§ **Exercise directions**
Retype, word for word, each line between the lines holding "task | drop a pin on each instance of the asphalt" and "target | limestone building", inclusive, and leave the rest of the data alone.

§ **Region pointing data**
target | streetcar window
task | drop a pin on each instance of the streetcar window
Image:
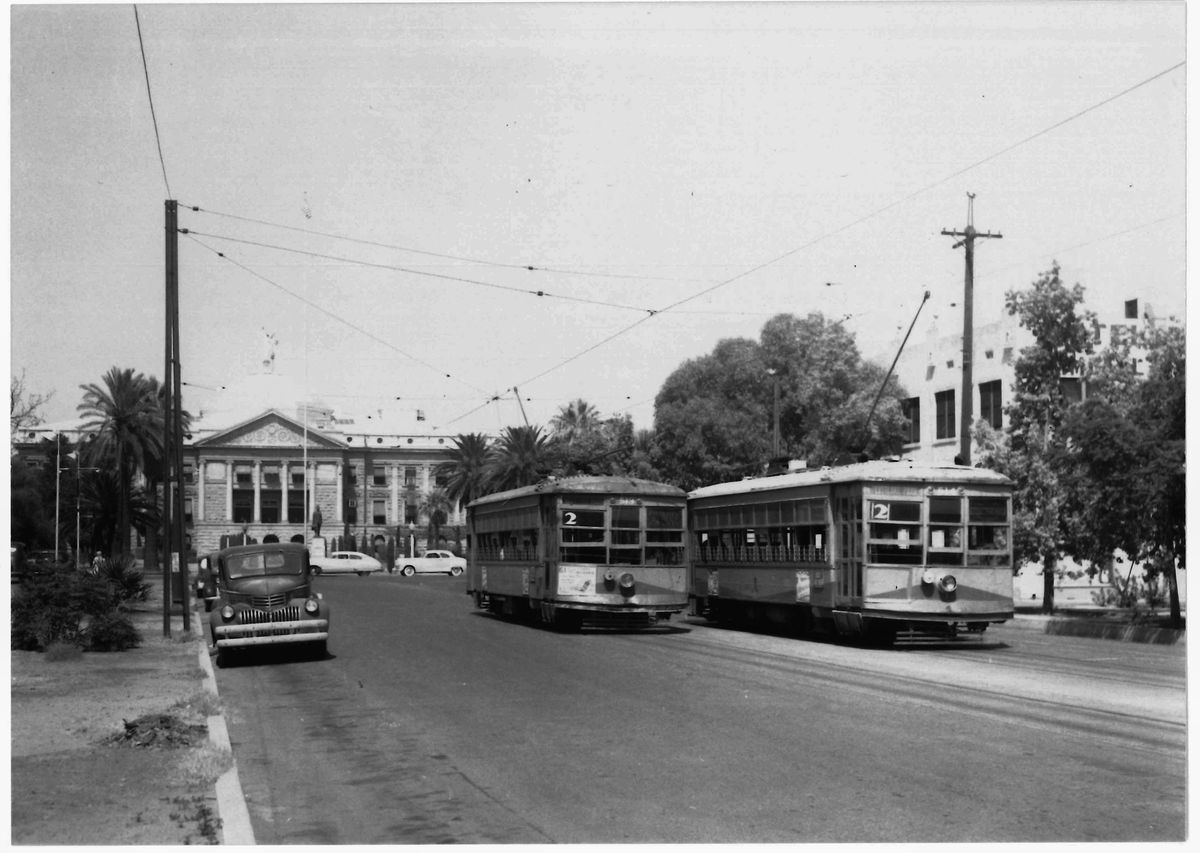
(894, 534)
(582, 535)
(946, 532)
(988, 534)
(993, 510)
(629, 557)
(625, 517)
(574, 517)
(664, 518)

---

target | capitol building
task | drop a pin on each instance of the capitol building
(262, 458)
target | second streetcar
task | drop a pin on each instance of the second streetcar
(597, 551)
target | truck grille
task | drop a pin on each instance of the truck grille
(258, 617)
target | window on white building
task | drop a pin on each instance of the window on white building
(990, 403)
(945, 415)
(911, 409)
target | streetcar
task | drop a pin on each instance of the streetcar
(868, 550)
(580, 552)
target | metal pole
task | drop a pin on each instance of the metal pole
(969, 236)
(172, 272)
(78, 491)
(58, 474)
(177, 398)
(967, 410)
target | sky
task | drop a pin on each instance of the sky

---

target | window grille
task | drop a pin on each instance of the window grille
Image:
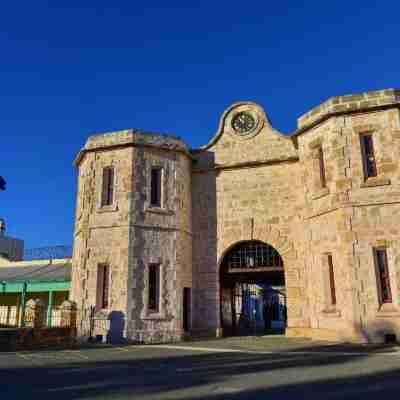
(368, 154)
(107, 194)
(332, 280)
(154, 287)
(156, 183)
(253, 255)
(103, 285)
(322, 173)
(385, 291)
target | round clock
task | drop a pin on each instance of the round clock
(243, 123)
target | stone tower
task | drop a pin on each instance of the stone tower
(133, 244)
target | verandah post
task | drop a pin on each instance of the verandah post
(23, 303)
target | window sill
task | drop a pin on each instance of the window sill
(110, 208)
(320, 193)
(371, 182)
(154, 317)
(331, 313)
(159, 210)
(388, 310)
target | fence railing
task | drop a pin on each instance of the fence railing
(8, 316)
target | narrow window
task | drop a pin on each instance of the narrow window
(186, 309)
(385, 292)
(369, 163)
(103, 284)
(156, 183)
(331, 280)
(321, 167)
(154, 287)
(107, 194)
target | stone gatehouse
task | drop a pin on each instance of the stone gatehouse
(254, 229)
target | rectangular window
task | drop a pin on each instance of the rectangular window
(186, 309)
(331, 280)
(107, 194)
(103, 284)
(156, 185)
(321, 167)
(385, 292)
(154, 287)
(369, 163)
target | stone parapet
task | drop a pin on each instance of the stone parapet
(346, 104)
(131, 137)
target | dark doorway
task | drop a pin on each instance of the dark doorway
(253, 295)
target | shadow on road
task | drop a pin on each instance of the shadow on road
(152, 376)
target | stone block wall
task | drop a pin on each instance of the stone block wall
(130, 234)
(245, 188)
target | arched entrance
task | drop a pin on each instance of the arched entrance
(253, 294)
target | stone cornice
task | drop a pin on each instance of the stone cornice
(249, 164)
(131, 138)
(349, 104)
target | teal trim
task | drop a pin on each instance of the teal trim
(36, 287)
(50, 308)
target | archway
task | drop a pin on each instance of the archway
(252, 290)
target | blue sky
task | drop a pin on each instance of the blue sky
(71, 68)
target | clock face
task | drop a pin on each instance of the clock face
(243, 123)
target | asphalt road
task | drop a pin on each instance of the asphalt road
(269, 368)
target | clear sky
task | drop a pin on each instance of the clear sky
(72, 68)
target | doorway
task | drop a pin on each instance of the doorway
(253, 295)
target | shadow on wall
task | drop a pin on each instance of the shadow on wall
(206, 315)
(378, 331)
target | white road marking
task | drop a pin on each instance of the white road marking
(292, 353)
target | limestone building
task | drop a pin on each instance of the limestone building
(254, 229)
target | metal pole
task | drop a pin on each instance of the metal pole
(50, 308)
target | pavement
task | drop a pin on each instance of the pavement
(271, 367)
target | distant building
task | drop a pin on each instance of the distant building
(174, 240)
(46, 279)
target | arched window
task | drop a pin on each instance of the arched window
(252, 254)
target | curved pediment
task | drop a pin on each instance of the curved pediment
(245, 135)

§ **Result below**
task | drop a pin on each instance of the asphalt road
(269, 368)
target | clear sky
task | drop a pin on each instance of the clear sky
(72, 68)
target | doorway
task | drop a pin on each instance of the doorway
(253, 295)
target | shadow on wall
task | drop a pin on each instance of the shadow on wall
(206, 315)
(378, 331)
target | white road marking
task | drop a pin on each instance of the white road marking
(292, 353)
target | limestone building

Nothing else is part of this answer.